▶ [Trecho fornecido]

┄┄┄┄┄┄

Apesar de todas as conquistas adquiridas no decorrer da historiografia jurídica nacional, ocorreu o golpe de 64 promovido pelos militares, apoiados pela direita. Este foi "legitimado" pela constituição de 67, que nada trouxe a acrescer no contexto cidadão. Esta, contrariando todo o decorrer histórico que se desenvolveu até esse momento, destrói, desumanamente, tudo aquilo que dizia respeito a Cidadania e Direitos Humanos, grande parte dos direitos individuais, sociais e políticos do Brasil.
As conseqüências dessas atitudes são as verdadeiras aberrações dessa redação constitucional, recheada pela insanidade e entreguismo dos governantes militares. Até mesmo a pena de morte não era necessária na prática, já que os mortos pelo regime, na verdade, eram apenas "desaparecidos". Todos os grandes pensadores nacionais ou foram presos e torturados, ou exilados, paralisando toda consciência-pensante brasileira. A liberdade havia se acabado, a igualdade havia se desintegrado e a fraternidade havia se afogado na falta de confiança entre familiares e amigos. Levado ao extremo da indignação, o brasileiro pleno de sede de mudança clamou os seus Direitos.

┄┄┄┄┄┄

▶ [Linhas listadas]
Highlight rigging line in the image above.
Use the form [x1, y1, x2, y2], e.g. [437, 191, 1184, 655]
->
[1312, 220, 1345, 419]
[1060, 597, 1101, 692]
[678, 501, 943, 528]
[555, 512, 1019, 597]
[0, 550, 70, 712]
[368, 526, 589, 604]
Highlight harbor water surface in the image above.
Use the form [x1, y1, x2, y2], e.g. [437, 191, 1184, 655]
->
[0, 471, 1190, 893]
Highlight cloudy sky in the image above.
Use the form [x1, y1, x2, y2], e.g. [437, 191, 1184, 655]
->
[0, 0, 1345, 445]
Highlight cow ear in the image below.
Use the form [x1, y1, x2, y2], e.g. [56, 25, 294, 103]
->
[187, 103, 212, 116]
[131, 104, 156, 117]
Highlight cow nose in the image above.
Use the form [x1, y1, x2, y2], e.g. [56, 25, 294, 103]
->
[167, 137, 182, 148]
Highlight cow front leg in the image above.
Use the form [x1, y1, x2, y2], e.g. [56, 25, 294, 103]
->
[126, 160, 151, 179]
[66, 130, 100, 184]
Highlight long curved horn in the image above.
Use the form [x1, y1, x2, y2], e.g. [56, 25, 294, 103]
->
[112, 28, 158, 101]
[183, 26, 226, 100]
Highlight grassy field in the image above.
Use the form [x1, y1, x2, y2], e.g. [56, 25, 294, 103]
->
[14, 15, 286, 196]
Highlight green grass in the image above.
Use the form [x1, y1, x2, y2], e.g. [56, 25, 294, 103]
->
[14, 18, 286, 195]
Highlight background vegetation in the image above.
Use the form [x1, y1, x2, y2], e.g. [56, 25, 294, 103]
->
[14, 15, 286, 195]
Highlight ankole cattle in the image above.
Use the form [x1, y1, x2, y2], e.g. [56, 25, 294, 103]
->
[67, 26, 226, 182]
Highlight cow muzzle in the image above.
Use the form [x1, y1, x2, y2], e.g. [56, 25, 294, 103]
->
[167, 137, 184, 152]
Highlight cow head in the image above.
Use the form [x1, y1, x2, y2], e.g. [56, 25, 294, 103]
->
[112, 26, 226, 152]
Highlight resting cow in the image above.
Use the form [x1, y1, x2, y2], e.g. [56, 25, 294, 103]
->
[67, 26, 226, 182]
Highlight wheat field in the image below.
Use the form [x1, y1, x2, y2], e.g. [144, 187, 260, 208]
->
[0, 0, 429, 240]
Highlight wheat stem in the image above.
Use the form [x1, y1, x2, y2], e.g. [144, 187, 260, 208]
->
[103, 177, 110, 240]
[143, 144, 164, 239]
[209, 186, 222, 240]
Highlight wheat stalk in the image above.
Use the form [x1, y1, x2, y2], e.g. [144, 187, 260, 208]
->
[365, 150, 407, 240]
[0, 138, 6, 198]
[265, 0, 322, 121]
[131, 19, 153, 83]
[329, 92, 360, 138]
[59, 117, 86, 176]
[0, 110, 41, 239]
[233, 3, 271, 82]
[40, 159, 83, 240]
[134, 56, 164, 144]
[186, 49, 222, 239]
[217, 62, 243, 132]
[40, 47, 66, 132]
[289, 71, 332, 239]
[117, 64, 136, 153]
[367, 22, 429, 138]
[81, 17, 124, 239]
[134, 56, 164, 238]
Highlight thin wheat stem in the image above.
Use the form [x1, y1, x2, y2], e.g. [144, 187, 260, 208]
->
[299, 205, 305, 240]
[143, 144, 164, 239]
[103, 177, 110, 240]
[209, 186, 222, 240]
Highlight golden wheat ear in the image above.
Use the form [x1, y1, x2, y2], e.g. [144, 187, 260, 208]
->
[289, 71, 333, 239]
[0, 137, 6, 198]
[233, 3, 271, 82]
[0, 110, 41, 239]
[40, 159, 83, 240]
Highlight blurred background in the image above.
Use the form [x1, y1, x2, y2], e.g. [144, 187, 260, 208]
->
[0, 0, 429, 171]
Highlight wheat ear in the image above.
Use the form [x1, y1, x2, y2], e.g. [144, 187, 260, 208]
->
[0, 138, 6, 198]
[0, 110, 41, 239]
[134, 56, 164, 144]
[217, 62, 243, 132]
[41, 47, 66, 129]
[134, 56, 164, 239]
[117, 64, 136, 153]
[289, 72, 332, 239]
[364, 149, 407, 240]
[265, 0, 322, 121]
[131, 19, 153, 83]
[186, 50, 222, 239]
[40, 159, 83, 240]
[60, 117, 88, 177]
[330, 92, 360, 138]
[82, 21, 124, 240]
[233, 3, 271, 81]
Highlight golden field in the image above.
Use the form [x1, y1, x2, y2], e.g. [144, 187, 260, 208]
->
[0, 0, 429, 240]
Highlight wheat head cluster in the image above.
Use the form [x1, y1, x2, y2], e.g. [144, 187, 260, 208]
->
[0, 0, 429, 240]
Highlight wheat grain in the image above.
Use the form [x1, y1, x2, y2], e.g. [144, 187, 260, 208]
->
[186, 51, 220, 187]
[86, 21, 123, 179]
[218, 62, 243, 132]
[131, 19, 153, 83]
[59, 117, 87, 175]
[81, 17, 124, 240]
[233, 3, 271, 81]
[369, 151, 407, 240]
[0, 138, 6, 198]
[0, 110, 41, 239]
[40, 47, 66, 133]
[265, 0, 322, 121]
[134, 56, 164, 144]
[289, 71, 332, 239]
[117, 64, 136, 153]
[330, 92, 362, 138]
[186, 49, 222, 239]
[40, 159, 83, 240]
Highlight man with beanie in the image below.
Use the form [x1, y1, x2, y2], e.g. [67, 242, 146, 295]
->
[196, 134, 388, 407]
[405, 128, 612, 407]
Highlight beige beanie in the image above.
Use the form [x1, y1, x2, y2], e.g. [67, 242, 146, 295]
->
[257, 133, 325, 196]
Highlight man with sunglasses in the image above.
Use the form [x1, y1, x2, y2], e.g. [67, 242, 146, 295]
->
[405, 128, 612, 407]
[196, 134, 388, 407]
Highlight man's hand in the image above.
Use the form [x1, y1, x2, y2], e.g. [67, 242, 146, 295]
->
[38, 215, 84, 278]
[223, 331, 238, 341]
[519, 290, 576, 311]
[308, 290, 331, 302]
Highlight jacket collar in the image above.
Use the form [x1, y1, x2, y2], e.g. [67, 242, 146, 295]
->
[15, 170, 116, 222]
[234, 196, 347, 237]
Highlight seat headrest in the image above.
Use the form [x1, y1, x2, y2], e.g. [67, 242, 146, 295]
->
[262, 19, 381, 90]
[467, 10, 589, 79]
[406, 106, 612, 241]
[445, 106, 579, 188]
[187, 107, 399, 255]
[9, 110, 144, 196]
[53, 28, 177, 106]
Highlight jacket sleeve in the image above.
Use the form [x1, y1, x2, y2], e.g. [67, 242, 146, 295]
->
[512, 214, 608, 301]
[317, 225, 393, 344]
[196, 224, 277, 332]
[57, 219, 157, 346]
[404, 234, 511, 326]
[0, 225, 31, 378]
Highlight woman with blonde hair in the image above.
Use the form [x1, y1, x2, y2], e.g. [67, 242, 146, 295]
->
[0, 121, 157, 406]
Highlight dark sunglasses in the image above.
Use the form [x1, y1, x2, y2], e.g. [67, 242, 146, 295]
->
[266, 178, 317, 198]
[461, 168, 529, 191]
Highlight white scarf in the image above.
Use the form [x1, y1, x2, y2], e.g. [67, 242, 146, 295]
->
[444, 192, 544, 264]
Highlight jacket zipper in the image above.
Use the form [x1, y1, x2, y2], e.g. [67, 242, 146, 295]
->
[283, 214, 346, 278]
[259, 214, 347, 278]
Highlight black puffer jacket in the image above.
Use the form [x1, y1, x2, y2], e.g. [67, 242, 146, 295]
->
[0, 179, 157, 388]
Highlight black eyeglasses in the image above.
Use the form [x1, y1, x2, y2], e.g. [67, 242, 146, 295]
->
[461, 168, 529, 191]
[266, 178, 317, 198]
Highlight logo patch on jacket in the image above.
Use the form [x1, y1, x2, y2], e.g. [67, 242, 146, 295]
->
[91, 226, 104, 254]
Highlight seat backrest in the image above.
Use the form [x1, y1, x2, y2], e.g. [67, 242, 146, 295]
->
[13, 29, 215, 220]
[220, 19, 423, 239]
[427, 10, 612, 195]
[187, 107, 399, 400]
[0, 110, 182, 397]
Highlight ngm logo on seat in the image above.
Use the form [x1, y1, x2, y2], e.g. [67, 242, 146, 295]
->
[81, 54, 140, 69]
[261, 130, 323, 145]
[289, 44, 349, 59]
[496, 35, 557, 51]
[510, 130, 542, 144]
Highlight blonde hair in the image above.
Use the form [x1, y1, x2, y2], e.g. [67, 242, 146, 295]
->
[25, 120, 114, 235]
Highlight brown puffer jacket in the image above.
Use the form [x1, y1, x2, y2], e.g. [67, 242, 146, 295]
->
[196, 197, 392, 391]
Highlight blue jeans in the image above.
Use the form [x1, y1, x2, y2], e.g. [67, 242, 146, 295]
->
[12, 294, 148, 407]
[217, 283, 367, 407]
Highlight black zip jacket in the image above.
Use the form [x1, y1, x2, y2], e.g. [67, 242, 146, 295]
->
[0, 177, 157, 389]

┄┄┄┄┄┄

▶ [Tarefas a realizar]
A - Resuma em duas frases o trecho sobre o golpe de 64 e a constituição de 67.
B - Prolongue o trecho sobre o golpe de 64 e a constituição de 67, começando logo após a sua última frase.
As linhas foram tiradas de outra fonte.

▶ [Respostas por tarefa]
A - O golpe de 64, promovido pelos militares com apoio da direita, foi "legitimado" pela constituição de 67, que destruiu grande parte dos direitos individuais, sociais e políticos ligados à Cidadania e aos Direitos Humanos. Com os grandes pensadores presos, torturados ou exilados e com a liberdade, a igualdade e a fraternidade perdidas, o brasileiro, indignado e com sede de mudança, clamou os seus Direitos.

B -
A indignação da população, proporcionada pela paulatina concessão de liberdades pelo governo militar, culminando com o movimento das "Diretas já", os militares estrategicamente fizeram uma transição sem traumas, impedindo, porém, apuração das responsabilidades pelos crimes praticados durante o regime, e abandonaram paulatinamente o poder.
Com constituição de 88 atendendo aos anseios sociais e individuais daquela época, criou-se sob a base da social-democracia, opondo-se, quase em totalidade, à chacina constitucional implantada na ditadura de 64, resgatando, dessa maneira, os direitos individuais, sociais, humanos e políticos, revitalizando, dessa forma, com todas às forças à cidadania. Tanto que ficou conhecida como a "constituição cidadã", por esta essência.
Conclusão
Diante do breve relato histórico da construção do Direito no Brasil, devemos fazer duas importantes observações: a) o progresso jurídico não é obra dos técnicos e operadores do direito, é resultado da sociedade em ebulição, que em seus movimentos e manifestações alteram o ordenamento jurídico, ora avançando em alguns pontos ora retrocedendo em outros, num movimento que se assemelha a uma espiral de mão dupla direcionada pro futuro. b) Segundo, em regra, a crise jurídica não exclui o progresso, neste sentido vejamos ensinamento de Paulo Nader, no seu livro Filosofia do Direito:
“A crise jurídica pode manifestar-se de diferentes modos: pela defasagem entre os institutos jurídicos e o avanço social; pela não efetividade das leis fundamentais. Ainda que padeça de alguma dessas deficiências, considerando-se os ordenamentos antigos, o sistema jurídico adotados pelos países civilizados revela-se Direito evoluído.”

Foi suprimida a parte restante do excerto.